#### Given data
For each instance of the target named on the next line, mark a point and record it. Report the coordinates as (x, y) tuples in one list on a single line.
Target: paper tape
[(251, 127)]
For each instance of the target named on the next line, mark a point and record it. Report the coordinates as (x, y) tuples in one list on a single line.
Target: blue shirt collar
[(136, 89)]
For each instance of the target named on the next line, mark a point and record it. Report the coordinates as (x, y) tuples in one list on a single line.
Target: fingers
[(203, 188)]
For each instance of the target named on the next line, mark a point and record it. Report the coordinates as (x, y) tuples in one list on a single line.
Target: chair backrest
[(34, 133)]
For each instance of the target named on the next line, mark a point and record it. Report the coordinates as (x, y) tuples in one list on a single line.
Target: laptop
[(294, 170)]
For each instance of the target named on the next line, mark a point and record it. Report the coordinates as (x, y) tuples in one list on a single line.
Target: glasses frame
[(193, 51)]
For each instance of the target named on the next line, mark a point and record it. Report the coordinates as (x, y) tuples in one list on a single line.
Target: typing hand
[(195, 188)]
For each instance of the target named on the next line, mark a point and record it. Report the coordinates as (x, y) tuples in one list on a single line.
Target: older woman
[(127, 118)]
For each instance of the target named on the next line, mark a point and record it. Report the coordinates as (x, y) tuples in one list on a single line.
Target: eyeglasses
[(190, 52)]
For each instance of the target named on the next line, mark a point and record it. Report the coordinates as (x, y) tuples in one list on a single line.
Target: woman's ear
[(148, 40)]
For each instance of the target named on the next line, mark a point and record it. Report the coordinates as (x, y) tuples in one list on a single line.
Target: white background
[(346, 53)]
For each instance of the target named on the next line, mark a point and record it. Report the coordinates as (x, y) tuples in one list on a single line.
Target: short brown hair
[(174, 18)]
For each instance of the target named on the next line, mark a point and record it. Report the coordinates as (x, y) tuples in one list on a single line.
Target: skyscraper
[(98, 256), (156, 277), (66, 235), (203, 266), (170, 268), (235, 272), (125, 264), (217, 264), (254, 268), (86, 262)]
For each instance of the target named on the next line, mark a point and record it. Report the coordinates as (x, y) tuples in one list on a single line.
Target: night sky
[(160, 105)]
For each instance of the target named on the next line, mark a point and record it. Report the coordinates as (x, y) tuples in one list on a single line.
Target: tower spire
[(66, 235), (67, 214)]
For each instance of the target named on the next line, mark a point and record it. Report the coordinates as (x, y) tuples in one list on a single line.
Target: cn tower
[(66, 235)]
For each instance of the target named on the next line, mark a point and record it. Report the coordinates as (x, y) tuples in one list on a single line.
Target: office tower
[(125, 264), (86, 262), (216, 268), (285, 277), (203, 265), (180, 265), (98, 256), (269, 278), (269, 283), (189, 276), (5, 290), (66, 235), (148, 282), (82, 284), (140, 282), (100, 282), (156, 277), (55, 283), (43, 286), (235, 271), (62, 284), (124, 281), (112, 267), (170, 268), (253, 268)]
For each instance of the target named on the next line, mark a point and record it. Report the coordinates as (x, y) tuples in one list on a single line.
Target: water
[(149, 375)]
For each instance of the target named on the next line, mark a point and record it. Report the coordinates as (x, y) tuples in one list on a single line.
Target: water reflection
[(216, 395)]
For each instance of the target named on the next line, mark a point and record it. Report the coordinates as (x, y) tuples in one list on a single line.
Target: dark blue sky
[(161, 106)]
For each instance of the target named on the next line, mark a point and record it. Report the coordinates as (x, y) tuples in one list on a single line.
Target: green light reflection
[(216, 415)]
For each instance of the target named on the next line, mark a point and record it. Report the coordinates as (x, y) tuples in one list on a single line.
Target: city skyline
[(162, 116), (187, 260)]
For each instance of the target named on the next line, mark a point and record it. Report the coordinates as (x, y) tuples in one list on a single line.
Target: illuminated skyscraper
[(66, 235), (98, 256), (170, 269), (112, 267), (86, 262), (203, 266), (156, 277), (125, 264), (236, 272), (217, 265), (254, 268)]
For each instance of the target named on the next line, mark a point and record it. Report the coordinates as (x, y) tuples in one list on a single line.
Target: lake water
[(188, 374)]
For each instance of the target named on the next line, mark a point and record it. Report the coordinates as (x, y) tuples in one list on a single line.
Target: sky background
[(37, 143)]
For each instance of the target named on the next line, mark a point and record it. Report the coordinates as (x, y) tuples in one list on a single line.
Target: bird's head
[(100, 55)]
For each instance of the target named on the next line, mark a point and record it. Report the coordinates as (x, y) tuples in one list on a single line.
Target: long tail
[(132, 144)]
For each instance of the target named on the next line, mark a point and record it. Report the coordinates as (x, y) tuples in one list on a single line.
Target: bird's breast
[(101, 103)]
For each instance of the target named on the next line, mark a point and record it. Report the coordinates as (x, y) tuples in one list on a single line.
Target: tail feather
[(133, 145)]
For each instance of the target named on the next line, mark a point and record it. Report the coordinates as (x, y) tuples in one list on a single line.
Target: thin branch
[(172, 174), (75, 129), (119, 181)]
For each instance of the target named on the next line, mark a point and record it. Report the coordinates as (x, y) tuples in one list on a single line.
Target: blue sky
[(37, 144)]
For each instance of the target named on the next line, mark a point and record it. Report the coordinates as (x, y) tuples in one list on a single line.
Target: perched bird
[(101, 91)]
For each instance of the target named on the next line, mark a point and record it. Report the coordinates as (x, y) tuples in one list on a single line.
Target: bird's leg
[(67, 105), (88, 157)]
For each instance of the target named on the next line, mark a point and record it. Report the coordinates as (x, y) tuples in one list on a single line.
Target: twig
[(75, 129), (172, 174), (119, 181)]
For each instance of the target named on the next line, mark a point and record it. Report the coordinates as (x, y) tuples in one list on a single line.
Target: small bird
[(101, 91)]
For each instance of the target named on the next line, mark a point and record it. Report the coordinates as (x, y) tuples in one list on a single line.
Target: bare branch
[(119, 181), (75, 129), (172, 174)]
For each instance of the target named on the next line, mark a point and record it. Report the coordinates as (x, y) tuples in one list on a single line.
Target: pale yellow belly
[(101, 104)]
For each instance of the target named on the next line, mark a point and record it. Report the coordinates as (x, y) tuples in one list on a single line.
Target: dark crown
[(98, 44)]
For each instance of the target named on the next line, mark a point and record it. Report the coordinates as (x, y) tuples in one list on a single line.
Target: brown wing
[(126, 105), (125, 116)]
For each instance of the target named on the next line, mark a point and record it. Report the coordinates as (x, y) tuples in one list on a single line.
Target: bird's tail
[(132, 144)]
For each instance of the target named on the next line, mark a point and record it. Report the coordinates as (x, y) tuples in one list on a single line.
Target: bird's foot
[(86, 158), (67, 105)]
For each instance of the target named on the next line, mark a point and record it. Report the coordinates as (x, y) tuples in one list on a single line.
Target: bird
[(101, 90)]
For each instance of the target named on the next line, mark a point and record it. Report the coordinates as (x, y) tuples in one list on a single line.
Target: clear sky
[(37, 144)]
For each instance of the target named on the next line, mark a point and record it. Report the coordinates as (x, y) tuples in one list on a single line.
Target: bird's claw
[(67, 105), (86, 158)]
########
- What to work on: Output every line of the listing above as a numbered list, omitting any blank lines.

- Output:
1. For each instance of the target named on the next line, mark a point and record it. Report the coordinates as (x, y) tuples in one list on a single line.
2. Target: paper tape
3. [(251, 127)]
4. For each instance of the target named on the next line, mark a point and record it. Report the coordinates as (x, y) tuples in one list on a single line.
5. Target: blue shirt collar
6. [(136, 89)]
7. For each instance of the target named on the next line, mark a point and record it. Report the coordinates as (x, y) tuples in one list on a single line.
8. Target: fingers
9. [(203, 188)]
10. For each instance of the target named on the next line, mark a point and record it. Report the coordinates as (x, y) tuples in one list on a single line.
11. Target: chair backrest
12. [(34, 133)]
13. For each instance of the target named on the next line, mark a point and record it. Report the coordinates as (x, y) tuples in one list on a single line.
14. Target: laptop
15. [(294, 170)]
16. For each instance of the target named on the next line, mark a point and record it. Report the coordinates as (x, y) tuples in one list on a single line.
17. Target: glasses frame
18. [(193, 51)]
19. For each instance of the target named on the next line, mark a point and record it. Report the coordinates as (x, y) tuples in one list on a single line.
20. Target: typing hand
21. [(195, 188)]
22. For each instance of the target named on the next line, mark a point and record it. Report the coordinates as (x, y) tuples in one list on a single line.
23. Target: older woman
24. [(127, 118)]
25. For each instance of the target named on the next line, mark a point and record it. Report the coordinates as (x, y) tuples in one list on a single line.
26. Target: eyeglasses
27. [(190, 52)]
28. For each instance of the target named on the next line, mark a point and record it. Report the coordinates as (x, y) tuples in one list on a single line.
29. Target: woman's ear
30. [(148, 40)]
31. For each instance of the target named on the next line, mark a point and record it. Report the coordinates as (x, y) tuples in one list on a single line.
32. Target: white background
33. [(346, 53)]
34. For each instance of the target named on the next line, mark a point and record it. Report the coordinates as (x, y) tuples in one list on a single line.
35. Target: short brown hair
36. [(174, 18)]
37. For each instance of the target named on the next line, mark a point and record it. Report the coordinates as (x, y) tuples in one list on a single line.
38. Target: skyscraper
39. [(98, 256), (156, 277), (66, 235), (203, 266), (170, 268), (235, 272), (125, 264), (217, 264), (254, 268), (86, 262)]
40. For each instance of the target named on the next line, mark a point and record it. Report the coordinates as (x, y) tuples in one list on a single line.
41. Target: night sky
42. [(160, 105)]
43. For each instance of the target named on the next line, mark a point and record it. Report the coordinates as (x, y) tuples in one list on a single line.
44. Target: tower spire
45. [(66, 235), (67, 214)]
46. For each instance of the target named on the next line, mark a point and record it. Report the coordinates as (x, y) tuples in one list on a single line.
47. Target: cn tower
48. [(66, 235)]
49. For each instance of the target named on the next line, mark a point and record it. Report the coordinates as (x, y) tuples in one list on a single line.
50. Target: office tower
51. [(125, 264), (86, 262), (216, 268), (285, 277), (203, 265), (180, 265), (98, 256), (269, 278), (269, 283), (189, 276), (5, 290), (66, 235), (148, 282), (82, 284), (140, 282), (100, 282), (156, 277), (55, 283), (43, 286), (235, 271), (62, 284), (124, 281), (112, 267), (170, 268), (253, 268)]
52. For each instance of the target named on the next line, mark a point and record it. Report the coordinates as (x, y) tuples in one list on a single line.
53. Target: water
54. [(149, 375)]
55. For each instance of the target named on the next line, mark a point and record it. Report the coordinates as (x, y) tuples in one list on a single line.
56. Target: water reflection
57. [(216, 395)]
58. For each instance of the target named on the next line, mark a point and record it. Report the coordinates as (x, y) tuples in one list on a single line.
59. Target: dark blue sky
60. [(161, 106)]
61. For each instance of the target named on the next line, mark a point and record it. Report the coordinates as (x, y) tuples in one list on a single line.
62. Target: green light reflection
63. [(216, 415)]
64. For each instance of the target named on the next line, mark a point and record it. Report the coordinates as (x, y) tuples in one list on a single line.
65. Target: city skyline
66. [(162, 116), (187, 260)]
67. For each instance of the target named on the next line, mark a point and record it. Report the coordinates as (x, y) tuples in one list on a single line.
68. Target: illuminated skyscraper
69. [(66, 235), (98, 256), (170, 269), (112, 267), (86, 262), (203, 266), (156, 277), (125, 264), (236, 272), (217, 265), (254, 268)]
70. For each instance of the target named on the next line, mark a point and record it. Report the coordinates as (x, y) tuples in one list on a single line.
71. Target: lake water
72. [(188, 374)]
73. For each instance of the target named on the next line, mark a point and record it. Report the coordinates as (x, y) tuples in one list on a single line.
74. Target: sky background
75. [(37, 143)]
76. For each instance of the target named on the next line, mark a point and record it. Report the coordinates as (x, y) tuples in one list on a single line.
77. Target: bird's head
78. [(100, 55)]
79. For each instance of the target named on the next line, mark a point and record it. Report the coordinates as (x, y) tuples in one list on a single line.
80. Target: long tail
81. [(132, 144)]
82. For each instance of the target named on the next line, mark a point and record it. Report the coordinates as (x, y) tuples in one list on a single line.
83. Target: bird's breast
84. [(101, 103)]
85. For each instance of the target named on the next line, mark a point and record it. Report the coordinates as (x, y) tuples in one list on a single line.
86. Target: tail feather
87. [(133, 145)]
88. For each instance of the target named on the next line, mark a point and record it. Report the coordinates as (x, y) tuples in one list on a single line.
89. Target: thin branch
90. [(172, 174), (75, 129), (119, 181)]
91. For each instance of the target named on the next line, mark a point and record it. Report the coordinates as (x, y) tuples in one list on a single line.
92. Target: blue sky
93. [(37, 144)]
94. For each instance of the target named on the next line, mark a point and record it. Report the coordinates as (x, y) tuples in one list on a single line.
95. Target: perched bird
96. [(101, 91)]
97. For each instance of the target named on the next line, mark a point and record it. Report the coordinates as (x, y) tuples in one list on a single line.
98. Target: bird's leg
99. [(67, 105), (88, 157)]
100. For each instance of the target named on the next line, mark a point and record it. Report the coordinates as (x, y) tuples in one list on a single line.
101. Target: twig
102. [(75, 129), (172, 174), (119, 181)]
103. For each instance of the target named on the next line, mark a point and record it. Report the coordinates as (x, y) tuples in one list on a single line.
104. Target: small bird
105. [(101, 91)]
106. For each instance of the target named on the next line, mark a point and record it. Report the coordinates as (x, y) tuples in one list on a single line.
107. Target: bare branch
108. [(119, 181), (75, 129), (172, 174)]
109. For each instance of the target named on the next line, mark a point and record it. Report the coordinates as (x, y) tuples in one list on a single line.
110. Target: pale yellow belly
111. [(101, 104)]
112. For each instance of the target named on the next line, mark a point and record it. Report the coordinates as (x, y) tuples in one list on a single line.
113. Target: dark crown
114. [(98, 44)]
115. For each instance of the target named on the next line, mark a point and record it. Report the coordinates as (x, y) tuples in one list on a single line.
116. Target: brown wing
117. [(126, 105), (125, 116)]
118. For each instance of the target named on the next line, mark a point and record it. Report the coordinates as (x, y) tuples in one list on a single line.
119. Target: bird's tail
120. [(132, 144)]
121. For each instance of the target named on the next line, mark a point and record it. Report the coordinates as (x, y) tuples in one list on a single line.
122. Target: bird's foot
123. [(86, 158), (67, 105)]
124. For each instance of the target named on the next line, mark a point and record it. Report the coordinates as (x, y) tuples in one list on a single line.
125. Target: bird
126. [(101, 90)]
127. For each instance of the target named on the next line, mark a point and record it. Report the coordinates as (x, y) tuples in one list on a single line.
128. Target: clear sky
129. [(37, 144)]
130. For each instance of the target named on the next line, mark a point and record it. Report the coordinates as (x, y) tuples in one list on a single line.
131. Target: bird's claw
132. [(67, 105), (86, 158)]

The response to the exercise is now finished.